Start of GIVEN DATA

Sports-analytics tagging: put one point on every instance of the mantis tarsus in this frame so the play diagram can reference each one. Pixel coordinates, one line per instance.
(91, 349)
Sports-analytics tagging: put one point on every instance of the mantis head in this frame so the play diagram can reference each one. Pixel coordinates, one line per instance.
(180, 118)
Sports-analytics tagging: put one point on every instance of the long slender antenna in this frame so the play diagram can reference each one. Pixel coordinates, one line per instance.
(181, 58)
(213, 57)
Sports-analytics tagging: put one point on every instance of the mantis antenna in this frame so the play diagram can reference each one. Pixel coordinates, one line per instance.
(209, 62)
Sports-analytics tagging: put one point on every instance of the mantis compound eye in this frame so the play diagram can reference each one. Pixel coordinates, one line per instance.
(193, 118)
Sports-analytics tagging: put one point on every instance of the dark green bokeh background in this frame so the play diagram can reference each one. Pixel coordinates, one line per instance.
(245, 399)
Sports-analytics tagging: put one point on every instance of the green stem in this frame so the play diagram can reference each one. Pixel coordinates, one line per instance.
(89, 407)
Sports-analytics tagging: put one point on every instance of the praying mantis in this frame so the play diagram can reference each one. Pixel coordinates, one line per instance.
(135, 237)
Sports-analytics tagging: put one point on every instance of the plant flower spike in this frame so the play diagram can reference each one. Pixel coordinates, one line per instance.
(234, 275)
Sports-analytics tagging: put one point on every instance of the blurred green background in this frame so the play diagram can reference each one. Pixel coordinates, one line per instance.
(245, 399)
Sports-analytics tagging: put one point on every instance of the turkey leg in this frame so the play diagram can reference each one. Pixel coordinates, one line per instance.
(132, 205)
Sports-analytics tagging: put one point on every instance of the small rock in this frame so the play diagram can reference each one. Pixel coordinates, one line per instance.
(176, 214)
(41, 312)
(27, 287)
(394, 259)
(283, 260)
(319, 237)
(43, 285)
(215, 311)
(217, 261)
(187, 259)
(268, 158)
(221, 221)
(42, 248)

End of GIVEN DATA

WRITTEN PROBLEM =>
Add -48 to every coordinate value in the answers, and reproduce the part of the entries that opens with the line containing "of the small" and runs through the final entry, with the requests included.

EXPECTED OUTPUT =>
Sports-analytics tagging: put one point on every instance of the small rock in this frame so the play diagram can reference each one. Pixel coordinates, one line per instance.
(128, 166)
(-7, 264)
(-21, 239)
(346, 211)
(235, 212)
(271, 189)
(-5, 237)
(167, 263)
(169, 213)
(139, 211)
(220, 110)
(173, 173)
(-6, 200)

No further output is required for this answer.